▶ **The problem**: Can you retype only the lines from the one with "In this exercise you will point out the woman's" through the final line of the material, exactly as given?

──────── Extracted information ────────

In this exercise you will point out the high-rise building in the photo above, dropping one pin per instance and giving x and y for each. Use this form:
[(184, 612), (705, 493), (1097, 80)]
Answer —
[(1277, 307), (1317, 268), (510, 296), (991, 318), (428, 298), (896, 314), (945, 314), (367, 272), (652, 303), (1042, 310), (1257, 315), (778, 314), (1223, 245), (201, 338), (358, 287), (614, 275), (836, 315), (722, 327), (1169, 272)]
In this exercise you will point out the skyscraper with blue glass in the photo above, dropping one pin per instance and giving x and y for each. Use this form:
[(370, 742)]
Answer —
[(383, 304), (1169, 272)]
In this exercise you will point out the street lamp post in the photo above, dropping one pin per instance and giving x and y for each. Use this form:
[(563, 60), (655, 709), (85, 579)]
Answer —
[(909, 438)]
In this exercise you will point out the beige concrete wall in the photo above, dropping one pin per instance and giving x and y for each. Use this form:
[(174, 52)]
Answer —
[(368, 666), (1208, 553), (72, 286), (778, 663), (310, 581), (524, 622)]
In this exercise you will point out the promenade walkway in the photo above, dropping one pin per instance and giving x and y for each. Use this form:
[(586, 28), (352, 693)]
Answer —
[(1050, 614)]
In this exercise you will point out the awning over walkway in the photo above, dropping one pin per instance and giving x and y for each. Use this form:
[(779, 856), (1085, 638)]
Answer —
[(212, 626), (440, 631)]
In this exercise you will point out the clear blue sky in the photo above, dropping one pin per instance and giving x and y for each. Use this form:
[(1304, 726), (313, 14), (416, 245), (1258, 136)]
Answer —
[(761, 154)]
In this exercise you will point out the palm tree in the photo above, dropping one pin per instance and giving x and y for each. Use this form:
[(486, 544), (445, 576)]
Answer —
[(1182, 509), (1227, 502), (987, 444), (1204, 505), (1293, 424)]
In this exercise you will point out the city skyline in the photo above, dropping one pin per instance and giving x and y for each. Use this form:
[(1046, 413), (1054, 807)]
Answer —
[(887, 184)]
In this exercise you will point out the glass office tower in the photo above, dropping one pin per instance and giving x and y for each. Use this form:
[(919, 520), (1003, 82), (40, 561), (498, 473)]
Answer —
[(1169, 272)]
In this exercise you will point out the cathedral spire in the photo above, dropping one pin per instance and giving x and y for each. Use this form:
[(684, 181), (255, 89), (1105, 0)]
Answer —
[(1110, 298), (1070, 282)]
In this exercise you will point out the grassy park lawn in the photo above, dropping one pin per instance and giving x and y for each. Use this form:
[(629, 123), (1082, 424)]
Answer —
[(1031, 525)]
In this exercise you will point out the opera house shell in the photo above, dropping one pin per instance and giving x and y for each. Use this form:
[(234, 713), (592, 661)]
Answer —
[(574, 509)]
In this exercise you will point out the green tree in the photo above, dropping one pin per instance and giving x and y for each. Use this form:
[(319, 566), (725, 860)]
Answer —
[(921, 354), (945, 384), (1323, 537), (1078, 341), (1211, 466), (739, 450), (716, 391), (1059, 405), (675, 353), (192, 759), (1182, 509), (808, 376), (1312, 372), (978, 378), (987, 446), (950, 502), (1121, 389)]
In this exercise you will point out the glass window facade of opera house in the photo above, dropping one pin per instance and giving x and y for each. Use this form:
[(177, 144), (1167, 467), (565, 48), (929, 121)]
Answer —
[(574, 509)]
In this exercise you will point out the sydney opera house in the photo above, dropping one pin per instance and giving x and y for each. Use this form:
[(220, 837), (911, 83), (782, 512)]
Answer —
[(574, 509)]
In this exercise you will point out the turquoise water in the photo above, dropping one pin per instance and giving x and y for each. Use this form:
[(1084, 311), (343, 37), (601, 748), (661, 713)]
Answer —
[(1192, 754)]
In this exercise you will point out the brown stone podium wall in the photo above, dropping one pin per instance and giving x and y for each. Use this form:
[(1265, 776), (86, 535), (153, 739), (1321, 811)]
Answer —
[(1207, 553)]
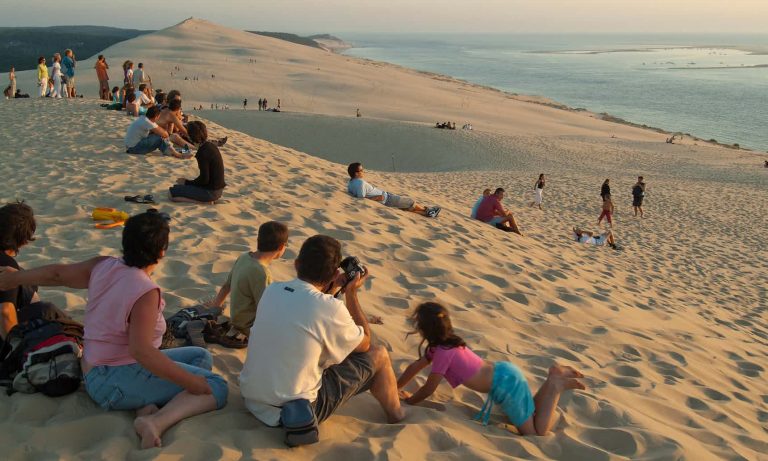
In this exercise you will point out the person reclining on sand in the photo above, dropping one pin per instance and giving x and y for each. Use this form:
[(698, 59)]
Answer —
[(473, 213), (595, 238), (306, 344), (360, 188), (17, 229), (490, 211), (449, 357), (249, 277), (170, 121), (123, 368), (144, 136)]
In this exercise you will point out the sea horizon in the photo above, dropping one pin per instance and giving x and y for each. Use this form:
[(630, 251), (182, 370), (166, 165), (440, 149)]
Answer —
[(712, 86)]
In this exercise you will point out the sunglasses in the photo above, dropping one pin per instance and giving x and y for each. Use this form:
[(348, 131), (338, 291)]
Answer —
[(163, 215)]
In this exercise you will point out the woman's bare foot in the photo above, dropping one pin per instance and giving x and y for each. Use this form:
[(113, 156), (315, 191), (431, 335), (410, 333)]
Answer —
[(150, 409), (564, 378), (147, 431)]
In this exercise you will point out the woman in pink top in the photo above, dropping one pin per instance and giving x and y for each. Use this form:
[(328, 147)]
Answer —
[(502, 381), (124, 326)]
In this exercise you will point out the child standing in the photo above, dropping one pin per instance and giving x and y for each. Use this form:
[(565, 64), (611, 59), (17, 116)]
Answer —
[(607, 210), (502, 381), (247, 280)]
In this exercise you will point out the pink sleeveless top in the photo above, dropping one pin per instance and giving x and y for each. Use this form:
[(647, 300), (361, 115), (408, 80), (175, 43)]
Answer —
[(112, 291), (457, 364)]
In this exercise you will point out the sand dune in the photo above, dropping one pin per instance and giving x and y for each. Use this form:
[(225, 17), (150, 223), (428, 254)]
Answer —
[(671, 331)]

────────

▶ **Finished exercise**:
In this exercise you will point out the woman's bare foot in the photo above, dropping one pin per instance and giving x and y for each. Use this form:
[(113, 156), (315, 191), (431, 335), (410, 333)]
Answer —
[(150, 409), (564, 378), (147, 431)]
In this exercise you will point out the woman in pink top in the photo above, dropping one pin per instance and giving x and y for each. Use this form:
[(328, 147)]
Answer —
[(502, 381), (124, 326)]
In this exercise you will point out the child standing in the photo above, dropping one pin per instance and giving x and y for each. Use this form:
[(565, 64), (611, 59), (17, 116)]
Answer —
[(607, 210), (502, 381), (247, 280)]
In this exercise you will point out the pink sleeveless top in the photo above, dropping one pin per instance and giving x and y for each. Use this form:
[(647, 300), (361, 115), (408, 80), (175, 43)]
Answer —
[(112, 291), (457, 364)]
In this exercise you will point out the sand dune in the photo above, dropping one pin per instance and giving x and y for each. Use this form:
[(225, 17), (150, 223), (428, 254)]
Answer —
[(671, 331)]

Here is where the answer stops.